Can you echo every one of the records below back verbatim, line for line?

▬▬▬▬▬▬▬▬▬▬

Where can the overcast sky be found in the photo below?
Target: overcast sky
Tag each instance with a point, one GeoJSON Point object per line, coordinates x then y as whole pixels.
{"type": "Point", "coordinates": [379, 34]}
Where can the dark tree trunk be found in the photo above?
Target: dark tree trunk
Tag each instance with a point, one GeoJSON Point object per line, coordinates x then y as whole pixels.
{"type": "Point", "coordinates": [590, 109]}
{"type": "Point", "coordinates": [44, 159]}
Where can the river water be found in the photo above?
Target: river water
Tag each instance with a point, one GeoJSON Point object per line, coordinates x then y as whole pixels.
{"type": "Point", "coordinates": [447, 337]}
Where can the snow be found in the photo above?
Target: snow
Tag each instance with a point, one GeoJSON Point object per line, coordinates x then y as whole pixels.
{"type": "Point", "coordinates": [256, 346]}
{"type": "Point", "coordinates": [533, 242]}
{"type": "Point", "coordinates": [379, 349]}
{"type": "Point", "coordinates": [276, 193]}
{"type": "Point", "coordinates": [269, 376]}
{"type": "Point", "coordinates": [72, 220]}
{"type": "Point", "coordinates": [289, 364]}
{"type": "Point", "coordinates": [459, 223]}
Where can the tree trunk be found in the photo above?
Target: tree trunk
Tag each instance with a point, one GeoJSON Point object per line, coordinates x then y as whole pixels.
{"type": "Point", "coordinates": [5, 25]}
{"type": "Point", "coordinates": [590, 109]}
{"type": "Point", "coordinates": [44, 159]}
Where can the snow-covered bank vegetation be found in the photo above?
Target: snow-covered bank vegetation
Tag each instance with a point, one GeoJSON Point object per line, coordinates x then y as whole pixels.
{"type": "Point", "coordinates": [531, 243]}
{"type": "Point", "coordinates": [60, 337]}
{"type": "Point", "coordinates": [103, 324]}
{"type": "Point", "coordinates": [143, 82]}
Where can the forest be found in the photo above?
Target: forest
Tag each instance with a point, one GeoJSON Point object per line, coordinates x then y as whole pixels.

▬▬▬▬▬▬▬▬▬▬

FINISHED ANSWER:
Where can the overcast sky be found in the photo below?
Target: overcast sky
Tag each instance with a point, one GeoJSON Point object per line, coordinates x then y as whole pixels.
{"type": "Point", "coordinates": [379, 34]}
Where can the dark tree trunk be found in the photo above?
Target: dark tree trunk
Tag each instance with a point, one GeoJSON Point object per line, coordinates x then y as whole pixels.
{"type": "Point", "coordinates": [590, 109]}
{"type": "Point", "coordinates": [44, 159]}
Where can the river water be found in the photo above?
Target: river water
Tag each instance with a point, one GeoJSON Point object per line, coordinates x then y as whole pixels.
{"type": "Point", "coordinates": [447, 337]}
Where can the snow be found in the photo above?
Target: snow
Tag each instance with a point, one GeoJSON Point object per line, coordinates x then y as whole pixels.
{"type": "Point", "coordinates": [256, 346]}
{"type": "Point", "coordinates": [533, 242]}
{"type": "Point", "coordinates": [379, 349]}
{"type": "Point", "coordinates": [276, 193]}
{"type": "Point", "coordinates": [269, 376]}
{"type": "Point", "coordinates": [72, 220]}
{"type": "Point", "coordinates": [289, 364]}
{"type": "Point", "coordinates": [459, 223]}
Where can the tree trunk be found in the photo above?
Target: tree trunk
Tag each instance with a point, one GeoJSON Point object per line, coordinates x then y as whole pixels.
{"type": "Point", "coordinates": [5, 25]}
{"type": "Point", "coordinates": [590, 109]}
{"type": "Point", "coordinates": [44, 159]}
Where can the snow-covered bank vegetation be found in the photo above?
Target: snow-covered bank vegetation
Tag each instance with a point, one GeoJSON Point object per line, coordinates x then y as whole pixels.
{"type": "Point", "coordinates": [531, 243]}
{"type": "Point", "coordinates": [60, 337]}
{"type": "Point", "coordinates": [103, 324]}
{"type": "Point", "coordinates": [143, 82]}
Where can the forest be found in the photo above?
Target: forest
Tag each instance with a point, one GeoJSON Point object per line, coordinates x then y as whole pixels.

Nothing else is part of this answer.